_Work instructions_:
For the listing below, return the line containing "--fill-mode even-odd", the line containing "109 188 L 104", and all lines in between, exactly as written and nothing else.
═════ Data provided ═════
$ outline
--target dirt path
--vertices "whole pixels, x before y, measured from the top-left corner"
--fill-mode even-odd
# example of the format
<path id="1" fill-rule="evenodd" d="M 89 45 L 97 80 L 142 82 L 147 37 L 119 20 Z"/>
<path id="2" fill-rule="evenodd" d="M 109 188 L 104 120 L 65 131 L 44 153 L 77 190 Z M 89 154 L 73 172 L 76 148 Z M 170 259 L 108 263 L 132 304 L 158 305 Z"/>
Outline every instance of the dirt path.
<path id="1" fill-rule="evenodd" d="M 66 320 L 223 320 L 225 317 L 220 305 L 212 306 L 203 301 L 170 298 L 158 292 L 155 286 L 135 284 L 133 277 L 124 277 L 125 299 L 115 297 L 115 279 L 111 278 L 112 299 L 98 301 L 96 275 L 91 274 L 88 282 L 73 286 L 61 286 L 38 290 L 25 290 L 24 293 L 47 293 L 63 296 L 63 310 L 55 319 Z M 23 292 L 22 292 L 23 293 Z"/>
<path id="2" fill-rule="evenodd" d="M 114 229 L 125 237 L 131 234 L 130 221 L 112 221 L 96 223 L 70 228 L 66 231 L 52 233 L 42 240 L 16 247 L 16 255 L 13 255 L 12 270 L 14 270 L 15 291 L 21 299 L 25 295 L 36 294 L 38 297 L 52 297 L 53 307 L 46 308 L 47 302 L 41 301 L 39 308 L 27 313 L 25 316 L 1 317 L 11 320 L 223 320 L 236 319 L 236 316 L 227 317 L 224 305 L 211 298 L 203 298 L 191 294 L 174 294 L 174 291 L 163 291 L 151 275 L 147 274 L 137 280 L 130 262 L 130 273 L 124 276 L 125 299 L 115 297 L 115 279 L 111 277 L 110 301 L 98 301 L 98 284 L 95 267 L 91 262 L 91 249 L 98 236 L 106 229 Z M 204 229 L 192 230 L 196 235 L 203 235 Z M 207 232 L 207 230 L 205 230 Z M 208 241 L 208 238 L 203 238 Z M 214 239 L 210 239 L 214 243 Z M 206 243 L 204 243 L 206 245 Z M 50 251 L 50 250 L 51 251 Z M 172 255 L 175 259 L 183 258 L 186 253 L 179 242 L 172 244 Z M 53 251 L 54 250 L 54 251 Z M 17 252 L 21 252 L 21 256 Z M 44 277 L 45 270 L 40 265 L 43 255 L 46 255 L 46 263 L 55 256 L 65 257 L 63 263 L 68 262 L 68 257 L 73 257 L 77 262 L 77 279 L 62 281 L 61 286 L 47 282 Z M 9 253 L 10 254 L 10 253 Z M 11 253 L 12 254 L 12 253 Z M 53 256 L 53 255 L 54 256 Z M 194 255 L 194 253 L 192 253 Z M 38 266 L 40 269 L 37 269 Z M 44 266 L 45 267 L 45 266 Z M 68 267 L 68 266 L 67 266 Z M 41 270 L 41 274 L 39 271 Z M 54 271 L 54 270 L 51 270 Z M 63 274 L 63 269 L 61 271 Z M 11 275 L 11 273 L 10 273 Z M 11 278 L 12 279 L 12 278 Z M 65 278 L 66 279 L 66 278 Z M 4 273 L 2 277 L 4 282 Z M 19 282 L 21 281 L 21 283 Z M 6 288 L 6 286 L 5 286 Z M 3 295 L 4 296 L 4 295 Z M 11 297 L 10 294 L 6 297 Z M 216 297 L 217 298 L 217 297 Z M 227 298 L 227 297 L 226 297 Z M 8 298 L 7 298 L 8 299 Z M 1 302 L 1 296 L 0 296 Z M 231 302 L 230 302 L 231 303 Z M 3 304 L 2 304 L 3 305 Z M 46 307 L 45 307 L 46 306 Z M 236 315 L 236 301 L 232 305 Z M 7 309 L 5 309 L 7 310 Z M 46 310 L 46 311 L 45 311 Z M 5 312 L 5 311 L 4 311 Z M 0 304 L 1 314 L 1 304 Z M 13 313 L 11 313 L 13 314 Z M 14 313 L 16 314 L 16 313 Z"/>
═════
_Output below_:
--fill-mode even-odd
# example of the format
<path id="1" fill-rule="evenodd" d="M 89 45 L 97 80 L 142 82 L 147 37 L 119 20 Z"/>
<path id="2" fill-rule="evenodd" d="M 109 188 L 104 120 L 65 131 L 44 153 L 77 190 Z M 89 154 L 73 172 L 76 148 Z M 170 259 L 108 263 L 132 304 L 158 305 Z"/>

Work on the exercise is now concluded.